- _Problem_
In the contract text below, rewrite the part that opens with "Section 7.6 POWER-OF-ATTORNEY." and closes with "of the Obligations.", swapping "Secured Party" for "Lender" wherever it occurs.

----- Quoted text -----

Section 7.6 POWER-OF-ATTORNEY. Secured Party is deemed to be
irrevocably appointed as Debtor's agent and attorney-in-fact with the right to
enforce all of Debtor's rights under or in connection with the Collateral
effective and operable at all times while an Event of Default exists. All
reasonable costs, expenses, and liabilities incurred and all payments made by
Secured Party as Debtor's agent and attorney-in-fact (including, without
limitation, reasonable attorney's fees and expenses) are considered a loan by
Secured Party to Debtor that is repayable on demand, accrues interest at the
rate specified in the Credit Agreement to be applied upon an Event of Default
until paid, and is part of the Obligations.
Section 7.7 APPLICATION OF PROCEEDS. Secured Party shall apply the
proceeds of any sale or other disposition of the Collateral under this Section 7
in the order and manner specified in Article III of the Credit Agreement. Any
surplus remaining shall be delivered to Debtor or as a court of competent
jurisdiction may direct. If the proceeds are insufficient to pay the Obligations
in full, Debtor remains liable for any deficiency.

----- Provided material -----

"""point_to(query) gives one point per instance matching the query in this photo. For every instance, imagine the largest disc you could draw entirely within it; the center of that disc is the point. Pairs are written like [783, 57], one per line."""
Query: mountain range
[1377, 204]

-----

- _Worked answer_
Section 7.6 POWER-OF-ATTORNEY. Lender is deemed to be
irrevocably appointed as Debtor's agent and attorney-in-fact with the right to
enforce all of Debtor's rights under or in connection with the Collateral
effective and operable at all times while an Event of Default exists. All
reasonable costs, expenses, and liabilities incurred and all payments made by
Lender as Debtor's agent and attorney-in-fact (including, without
limitation, reasonable attorney's fees and expenses) are considered a loan by
Lender to Debtor that is repayable on demand, accrues interest at the
rate specified in the Credit Agreement to be applied upon an Event of Default
until paid, and is part of the Obligations.